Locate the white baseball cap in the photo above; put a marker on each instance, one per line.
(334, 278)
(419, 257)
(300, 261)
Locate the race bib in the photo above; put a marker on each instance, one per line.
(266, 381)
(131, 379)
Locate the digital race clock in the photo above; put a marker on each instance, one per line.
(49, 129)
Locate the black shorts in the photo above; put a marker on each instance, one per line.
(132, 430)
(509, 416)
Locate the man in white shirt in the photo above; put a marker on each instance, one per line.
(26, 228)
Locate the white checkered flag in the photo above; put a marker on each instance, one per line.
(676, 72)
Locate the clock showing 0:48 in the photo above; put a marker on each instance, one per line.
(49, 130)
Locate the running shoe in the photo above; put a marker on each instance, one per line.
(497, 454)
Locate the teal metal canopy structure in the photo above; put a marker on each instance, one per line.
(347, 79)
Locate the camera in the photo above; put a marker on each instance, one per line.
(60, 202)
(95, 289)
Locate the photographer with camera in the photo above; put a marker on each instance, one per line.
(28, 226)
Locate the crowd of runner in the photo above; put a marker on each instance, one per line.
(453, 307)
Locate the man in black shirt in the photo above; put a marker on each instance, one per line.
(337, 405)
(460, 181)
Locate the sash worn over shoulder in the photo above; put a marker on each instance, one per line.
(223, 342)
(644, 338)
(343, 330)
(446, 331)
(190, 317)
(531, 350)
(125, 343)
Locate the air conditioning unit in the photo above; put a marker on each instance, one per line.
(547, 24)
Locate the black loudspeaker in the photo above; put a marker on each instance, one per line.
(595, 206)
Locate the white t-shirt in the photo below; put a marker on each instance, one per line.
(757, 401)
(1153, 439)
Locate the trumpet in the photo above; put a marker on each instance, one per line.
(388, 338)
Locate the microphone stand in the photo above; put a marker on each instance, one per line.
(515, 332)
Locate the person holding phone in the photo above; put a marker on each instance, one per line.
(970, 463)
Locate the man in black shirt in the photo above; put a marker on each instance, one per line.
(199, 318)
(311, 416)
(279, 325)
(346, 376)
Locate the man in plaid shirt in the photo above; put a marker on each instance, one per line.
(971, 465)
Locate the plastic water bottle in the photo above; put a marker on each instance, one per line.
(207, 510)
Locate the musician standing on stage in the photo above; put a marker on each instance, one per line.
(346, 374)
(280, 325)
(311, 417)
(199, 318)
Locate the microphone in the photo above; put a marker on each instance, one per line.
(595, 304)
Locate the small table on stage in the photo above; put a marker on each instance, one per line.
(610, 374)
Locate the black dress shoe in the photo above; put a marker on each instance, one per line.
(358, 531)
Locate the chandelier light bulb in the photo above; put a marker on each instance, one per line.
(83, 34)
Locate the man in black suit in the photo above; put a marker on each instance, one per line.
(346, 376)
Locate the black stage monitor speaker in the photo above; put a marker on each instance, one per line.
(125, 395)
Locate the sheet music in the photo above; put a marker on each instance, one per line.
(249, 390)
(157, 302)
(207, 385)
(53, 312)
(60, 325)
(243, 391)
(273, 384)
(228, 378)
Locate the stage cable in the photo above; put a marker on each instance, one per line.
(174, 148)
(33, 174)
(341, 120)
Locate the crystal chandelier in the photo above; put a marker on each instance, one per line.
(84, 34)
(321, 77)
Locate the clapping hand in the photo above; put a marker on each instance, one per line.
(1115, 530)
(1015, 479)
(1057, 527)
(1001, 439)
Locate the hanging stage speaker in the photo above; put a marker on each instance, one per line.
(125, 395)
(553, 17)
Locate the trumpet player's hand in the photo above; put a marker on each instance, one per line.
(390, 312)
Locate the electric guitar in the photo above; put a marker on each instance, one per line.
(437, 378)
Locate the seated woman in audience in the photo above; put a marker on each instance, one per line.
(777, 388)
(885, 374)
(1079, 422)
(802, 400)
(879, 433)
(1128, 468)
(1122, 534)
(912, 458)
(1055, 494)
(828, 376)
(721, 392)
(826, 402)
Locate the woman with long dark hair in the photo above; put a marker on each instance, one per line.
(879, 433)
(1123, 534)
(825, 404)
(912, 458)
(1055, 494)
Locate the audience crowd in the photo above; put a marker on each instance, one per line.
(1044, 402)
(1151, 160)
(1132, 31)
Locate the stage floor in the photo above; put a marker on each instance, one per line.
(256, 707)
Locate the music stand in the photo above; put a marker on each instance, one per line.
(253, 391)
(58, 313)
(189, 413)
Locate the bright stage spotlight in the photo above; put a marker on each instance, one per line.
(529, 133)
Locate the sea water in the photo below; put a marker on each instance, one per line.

□ □ □

*Task prompt:* Reproduce the lines from the one containing "Locate the stage floor" through the last of the items, both ends included, keeping every request, and scale each coordinate in the answers by 2.1, rounding to whole numbers with halves rounded up. Return only those lines.

*Exercise result:*
Locate the stage floor in the photo above; put a marker on each instance, one per line.
(538, 1485)
Locate the music stand in the photo above; put a marker on each instance, one per line.
(531, 821)
(122, 657)
(397, 867)
Locate the bright stage spotlight in the photo above; put a marker on each instance, one per line.
(1111, 279)
Locate the sea water in the photo below; put a marker on each instance, one per line.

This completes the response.